What you are asked to do
Express the material from the line with "Could you please pick out the white paddle" up to and including the last line as a two-column CSV with headers input and output. Give one row per line of text, with that text in input and the coordinate pairs under it in output, each field in double quotes and line breaks replaced by spaces.

Records
____

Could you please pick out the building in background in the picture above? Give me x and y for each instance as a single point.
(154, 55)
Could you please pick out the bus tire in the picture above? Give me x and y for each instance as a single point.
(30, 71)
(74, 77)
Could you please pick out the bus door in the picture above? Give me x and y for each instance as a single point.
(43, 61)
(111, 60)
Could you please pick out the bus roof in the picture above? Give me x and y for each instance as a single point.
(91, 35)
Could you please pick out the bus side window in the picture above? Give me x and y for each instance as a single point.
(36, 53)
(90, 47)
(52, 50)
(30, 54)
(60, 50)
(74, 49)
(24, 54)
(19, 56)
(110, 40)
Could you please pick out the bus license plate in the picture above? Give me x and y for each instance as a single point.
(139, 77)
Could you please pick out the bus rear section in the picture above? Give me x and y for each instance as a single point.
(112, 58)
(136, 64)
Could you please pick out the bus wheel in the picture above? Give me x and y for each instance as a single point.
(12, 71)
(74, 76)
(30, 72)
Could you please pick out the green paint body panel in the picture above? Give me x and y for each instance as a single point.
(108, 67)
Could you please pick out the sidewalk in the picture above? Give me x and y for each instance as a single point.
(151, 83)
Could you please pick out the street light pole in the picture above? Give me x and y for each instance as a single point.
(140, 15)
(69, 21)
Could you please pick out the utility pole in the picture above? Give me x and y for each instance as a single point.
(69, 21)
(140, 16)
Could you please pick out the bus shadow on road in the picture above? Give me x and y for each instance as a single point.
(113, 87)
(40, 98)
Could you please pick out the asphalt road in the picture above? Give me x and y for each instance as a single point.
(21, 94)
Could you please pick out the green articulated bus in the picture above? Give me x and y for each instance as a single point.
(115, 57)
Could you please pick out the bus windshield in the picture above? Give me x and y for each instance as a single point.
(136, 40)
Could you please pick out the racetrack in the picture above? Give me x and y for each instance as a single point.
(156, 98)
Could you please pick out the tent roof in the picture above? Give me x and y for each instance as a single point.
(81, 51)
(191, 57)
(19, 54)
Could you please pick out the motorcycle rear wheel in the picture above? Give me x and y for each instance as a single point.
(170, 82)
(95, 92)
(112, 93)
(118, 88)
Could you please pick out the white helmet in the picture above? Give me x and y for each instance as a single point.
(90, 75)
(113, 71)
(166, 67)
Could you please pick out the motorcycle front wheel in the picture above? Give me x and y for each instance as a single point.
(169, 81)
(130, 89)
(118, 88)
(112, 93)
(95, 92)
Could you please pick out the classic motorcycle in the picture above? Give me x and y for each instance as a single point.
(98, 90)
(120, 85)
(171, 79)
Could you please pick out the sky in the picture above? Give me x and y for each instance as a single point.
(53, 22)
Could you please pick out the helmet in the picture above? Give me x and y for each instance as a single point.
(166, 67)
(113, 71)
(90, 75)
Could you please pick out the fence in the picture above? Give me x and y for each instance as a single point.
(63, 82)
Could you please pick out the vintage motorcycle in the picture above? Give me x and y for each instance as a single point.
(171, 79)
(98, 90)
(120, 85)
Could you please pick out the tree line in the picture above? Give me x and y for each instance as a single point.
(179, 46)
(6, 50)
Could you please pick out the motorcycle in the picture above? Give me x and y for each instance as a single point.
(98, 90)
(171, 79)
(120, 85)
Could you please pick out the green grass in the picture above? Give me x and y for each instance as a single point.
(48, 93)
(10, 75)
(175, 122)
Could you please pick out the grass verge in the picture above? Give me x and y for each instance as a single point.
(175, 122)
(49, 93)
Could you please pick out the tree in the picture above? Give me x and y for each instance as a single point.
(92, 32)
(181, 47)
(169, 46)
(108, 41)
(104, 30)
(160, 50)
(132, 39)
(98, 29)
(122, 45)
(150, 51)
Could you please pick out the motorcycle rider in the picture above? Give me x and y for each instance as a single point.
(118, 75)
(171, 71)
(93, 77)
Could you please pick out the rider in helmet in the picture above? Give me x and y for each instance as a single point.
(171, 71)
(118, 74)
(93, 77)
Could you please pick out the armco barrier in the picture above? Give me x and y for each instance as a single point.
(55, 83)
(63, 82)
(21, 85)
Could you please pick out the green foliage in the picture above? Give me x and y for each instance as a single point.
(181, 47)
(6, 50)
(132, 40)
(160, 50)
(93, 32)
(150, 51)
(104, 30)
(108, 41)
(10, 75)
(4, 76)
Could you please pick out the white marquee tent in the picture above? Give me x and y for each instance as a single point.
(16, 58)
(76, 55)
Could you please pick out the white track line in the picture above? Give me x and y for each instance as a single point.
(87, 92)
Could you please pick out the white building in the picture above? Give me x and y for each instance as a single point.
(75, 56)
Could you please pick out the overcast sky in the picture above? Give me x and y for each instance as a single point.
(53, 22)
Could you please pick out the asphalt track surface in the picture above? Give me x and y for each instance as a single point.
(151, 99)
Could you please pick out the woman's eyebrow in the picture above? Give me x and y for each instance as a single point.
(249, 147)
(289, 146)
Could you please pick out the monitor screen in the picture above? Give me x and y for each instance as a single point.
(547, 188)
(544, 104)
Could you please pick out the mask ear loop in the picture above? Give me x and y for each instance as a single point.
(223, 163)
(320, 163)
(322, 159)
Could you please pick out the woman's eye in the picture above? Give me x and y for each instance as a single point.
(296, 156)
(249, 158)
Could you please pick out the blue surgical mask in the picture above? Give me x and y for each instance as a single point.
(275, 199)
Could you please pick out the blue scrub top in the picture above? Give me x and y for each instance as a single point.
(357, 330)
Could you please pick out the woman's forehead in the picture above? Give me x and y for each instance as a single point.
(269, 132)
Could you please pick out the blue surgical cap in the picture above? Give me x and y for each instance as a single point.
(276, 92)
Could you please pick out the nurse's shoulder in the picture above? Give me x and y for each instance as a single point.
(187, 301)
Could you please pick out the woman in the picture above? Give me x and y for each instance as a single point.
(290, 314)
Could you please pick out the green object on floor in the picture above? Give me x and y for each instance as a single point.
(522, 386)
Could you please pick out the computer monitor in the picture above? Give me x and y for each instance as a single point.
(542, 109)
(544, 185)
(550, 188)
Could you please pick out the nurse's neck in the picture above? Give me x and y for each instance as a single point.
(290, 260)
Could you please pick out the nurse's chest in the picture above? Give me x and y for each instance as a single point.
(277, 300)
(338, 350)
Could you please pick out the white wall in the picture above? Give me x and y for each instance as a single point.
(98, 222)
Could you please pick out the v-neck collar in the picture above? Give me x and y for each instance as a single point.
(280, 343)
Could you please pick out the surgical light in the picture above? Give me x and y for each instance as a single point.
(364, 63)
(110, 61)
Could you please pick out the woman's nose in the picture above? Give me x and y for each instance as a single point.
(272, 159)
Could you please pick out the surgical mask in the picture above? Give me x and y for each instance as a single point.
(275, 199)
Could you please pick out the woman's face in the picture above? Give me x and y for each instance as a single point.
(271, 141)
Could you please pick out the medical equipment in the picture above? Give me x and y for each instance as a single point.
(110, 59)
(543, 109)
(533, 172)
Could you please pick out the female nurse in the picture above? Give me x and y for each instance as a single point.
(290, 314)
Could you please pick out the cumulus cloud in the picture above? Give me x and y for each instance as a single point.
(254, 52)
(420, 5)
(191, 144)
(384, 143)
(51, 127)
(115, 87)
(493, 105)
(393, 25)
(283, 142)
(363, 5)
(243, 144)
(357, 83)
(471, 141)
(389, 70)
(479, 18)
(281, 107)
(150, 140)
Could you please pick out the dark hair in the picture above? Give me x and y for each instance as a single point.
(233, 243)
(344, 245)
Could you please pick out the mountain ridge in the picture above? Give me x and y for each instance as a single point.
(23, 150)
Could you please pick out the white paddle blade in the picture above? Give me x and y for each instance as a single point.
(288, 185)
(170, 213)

____

Result for this exercise
input,output
"Could you please pick out the white paddle blade in the picture above? Give me x and y for each instance as a single point.","(288, 185) (170, 213)"